(Beginning of Extracted information)
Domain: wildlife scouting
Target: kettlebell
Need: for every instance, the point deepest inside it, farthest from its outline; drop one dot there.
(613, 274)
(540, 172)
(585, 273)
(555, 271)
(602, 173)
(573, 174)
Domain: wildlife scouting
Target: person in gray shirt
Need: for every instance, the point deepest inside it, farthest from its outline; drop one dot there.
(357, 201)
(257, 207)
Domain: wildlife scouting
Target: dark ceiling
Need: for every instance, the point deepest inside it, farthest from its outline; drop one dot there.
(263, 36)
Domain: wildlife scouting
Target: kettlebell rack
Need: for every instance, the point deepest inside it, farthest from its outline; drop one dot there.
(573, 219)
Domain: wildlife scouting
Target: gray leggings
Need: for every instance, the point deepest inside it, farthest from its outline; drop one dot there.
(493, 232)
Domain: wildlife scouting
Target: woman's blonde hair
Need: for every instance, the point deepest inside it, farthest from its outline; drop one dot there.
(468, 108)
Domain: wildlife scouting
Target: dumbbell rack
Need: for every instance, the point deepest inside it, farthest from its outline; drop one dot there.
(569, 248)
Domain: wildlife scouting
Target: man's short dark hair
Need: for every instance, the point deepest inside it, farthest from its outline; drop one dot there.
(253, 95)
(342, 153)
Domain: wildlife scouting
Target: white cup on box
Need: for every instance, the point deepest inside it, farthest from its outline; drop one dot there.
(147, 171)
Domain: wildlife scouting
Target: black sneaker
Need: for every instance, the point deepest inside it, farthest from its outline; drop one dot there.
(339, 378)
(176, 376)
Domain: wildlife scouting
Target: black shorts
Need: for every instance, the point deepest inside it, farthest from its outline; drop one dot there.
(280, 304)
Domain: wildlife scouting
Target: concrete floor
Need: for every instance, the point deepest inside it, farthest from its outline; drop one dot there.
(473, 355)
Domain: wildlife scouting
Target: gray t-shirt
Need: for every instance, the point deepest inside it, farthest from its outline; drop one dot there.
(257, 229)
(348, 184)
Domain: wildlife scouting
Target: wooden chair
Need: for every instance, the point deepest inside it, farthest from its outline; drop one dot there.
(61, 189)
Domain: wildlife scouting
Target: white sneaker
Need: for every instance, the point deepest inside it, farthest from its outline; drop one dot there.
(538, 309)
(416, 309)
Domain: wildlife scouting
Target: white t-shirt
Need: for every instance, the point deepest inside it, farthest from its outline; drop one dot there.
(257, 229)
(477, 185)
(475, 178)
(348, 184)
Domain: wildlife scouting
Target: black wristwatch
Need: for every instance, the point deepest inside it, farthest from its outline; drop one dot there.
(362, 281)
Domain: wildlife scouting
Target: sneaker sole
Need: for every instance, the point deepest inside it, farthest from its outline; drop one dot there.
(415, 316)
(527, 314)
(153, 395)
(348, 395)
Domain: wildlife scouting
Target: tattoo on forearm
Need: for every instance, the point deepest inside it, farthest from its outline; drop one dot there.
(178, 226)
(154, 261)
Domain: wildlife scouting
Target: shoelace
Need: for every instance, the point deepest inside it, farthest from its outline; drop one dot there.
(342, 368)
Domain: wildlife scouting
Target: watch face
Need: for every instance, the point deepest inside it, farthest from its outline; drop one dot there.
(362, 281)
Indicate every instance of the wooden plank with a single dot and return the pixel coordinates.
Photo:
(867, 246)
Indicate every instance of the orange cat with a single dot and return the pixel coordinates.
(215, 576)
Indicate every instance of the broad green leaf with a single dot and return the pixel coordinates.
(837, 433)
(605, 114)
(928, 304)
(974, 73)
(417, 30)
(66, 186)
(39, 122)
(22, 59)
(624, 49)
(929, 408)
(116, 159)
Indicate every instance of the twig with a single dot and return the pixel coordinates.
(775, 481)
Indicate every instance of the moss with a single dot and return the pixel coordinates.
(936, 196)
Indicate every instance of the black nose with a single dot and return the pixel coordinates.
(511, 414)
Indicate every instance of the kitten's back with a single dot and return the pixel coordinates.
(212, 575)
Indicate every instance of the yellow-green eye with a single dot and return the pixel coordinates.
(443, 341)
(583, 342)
(End of Extracted information)
| Task goal |
So that nothing is lost, please reproduce each entry exactly as written.

| Solution to this problem |
Domain: wildlife scouting
Target: kettlebell
Need: for every instance, the point deepest inside it, farthest from its outline; drop one dot there.
(613, 274)
(540, 172)
(585, 273)
(555, 271)
(602, 173)
(573, 174)
Domain: wildlife scouting
Target: person in gray shirt
Need: for every instance, the point deepest inside it, farthest from its outline; drop one dot there.
(357, 201)
(257, 207)
Domain: wildlife scouting
Target: dark ceiling
Need: for every instance, the point deepest inside it, farthest from its outline; drop one dot there.
(263, 36)
Domain: wildlife scouting
Target: kettlebell rack
Need: for every instance, the point deepest inside it, farthest from its outline; drop one dot there.
(573, 219)
Domain: wildlife scouting
Target: gray leggings
Need: for every instance, the point deepest inside it, farthest from its outline; drop one dot there.
(493, 232)
Domain: wildlife scouting
Target: woman's blonde hair
Need: for every instance, the point deepest inside it, farthest from its outline; drop one dot there.
(468, 108)
Domain: wildlife scouting
Target: dumbbell rack
Need: for every instance, the point deepest inside it, farthest from its outline; drop one dot there.
(569, 248)
Domain: wildlife scouting
Target: man's short dark hair
Need: for every instance, the point deepest inside it, farthest from its outline; drop one dot there.
(253, 95)
(342, 153)
Domain: wildlife scouting
Target: white cup on box
Need: for every instance, the point deepest inside it, farthest from its outline; drop one dot there.
(147, 171)
Domain: wildlife scouting
Target: black sneaker
Need: for every instance, the point deepest inside it, farthest from its outline; drop one dot there.
(339, 378)
(176, 376)
Domain: wildlife scouting
Target: black shorts
Need: for every instance, the point deepest inside it, farthest from its outline; drop one dot there.
(280, 304)
Domain: wildlife scouting
Target: concrete floor
Need: for every instance, the point deepest inside it, farthest from its outline; drop one dot there.
(473, 355)
Domain: wildlife scouting
Target: gray t-shirt
Need: for every instance, the point deepest inside it, farthest from its outline; drop one dot there.
(257, 229)
(348, 184)
Domain: wildlife scouting
Target: wooden chair
Need: for every instance, the point deepest inside it, farthest from its outline; drop one dot there.
(61, 189)
Domain: wildlife scouting
Target: white sneaker
Need: for every instance, the point deepest inside it, farthest from its outline; drop one dot there.
(538, 309)
(416, 309)
Domain: wildlife scouting
Target: white t-shirt
Need: for every instance, the point deepest inside it, farthest from its outline; drop one dot there.
(257, 229)
(477, 185)
(475, 178)
(348, 184)
Domain: wildlife scouting
Target: black wristwatch
Need: for every instance, the point deepest inside it, farthest from its outline; drop one dot there.
(362, 281)
Domain: wildlife scouting
Target: sneaker sole
Need: for every instance, the point deepest inside it, farthest from its outline; drop one dot there.
(415, 316)
(527, 314)
(153, 395)
(348, 395)
Domain: wildlife scouting
Target: tattoo on forearm
Need: for every instance, the point deepest inside it, farthest from its outline; drop one dot there.
(178, 226)
(154, 261)
Domain: wildlife scouting
Target: shoelace
Need: for every instance, the point deepest inside it, farthest from its outline; drop one dot there.
(342, 368)
Domain: wildlife scouting
Target: watch face
Need: for every instance, the point deepest inside it, farthest from its outline; drop one dot there.
(362, 281)
Indicate every instance of the wooden plank with a single dot and return the pixel coordinates.
Photo:
(867, 246)
Indicate every instance of the orange cat with a single dot and return the pixel coordinates.
(215, 576)
Indicate every instance of the broad green leaf with a single dot and return the pixel coordinates.
(837, 433)
(605, 114)
(928, 304)
(974, 73)
(417, 30)
(66, 186)
(39, 122)
(22, 59)
(624, 49)
(929, 408)
(116, 159)
Indicate every instance of the twig with a single dot and return the pixel coordinates.
(775, 481)
Indicate every instance of the moss with a single dot and return the pixel coordinates.
(936, 196)
Indicate every instance of the black nose with a single dot and return the pixel coordinates.
(511, 414)
Indicate every instance of the kitten's back with a single dot and return the pixel coordinates.
(212, 575)
Indicate every instance of the yellow-green eye with a single dot and return the pixel coordinates.
(443, 341)
(583, 342)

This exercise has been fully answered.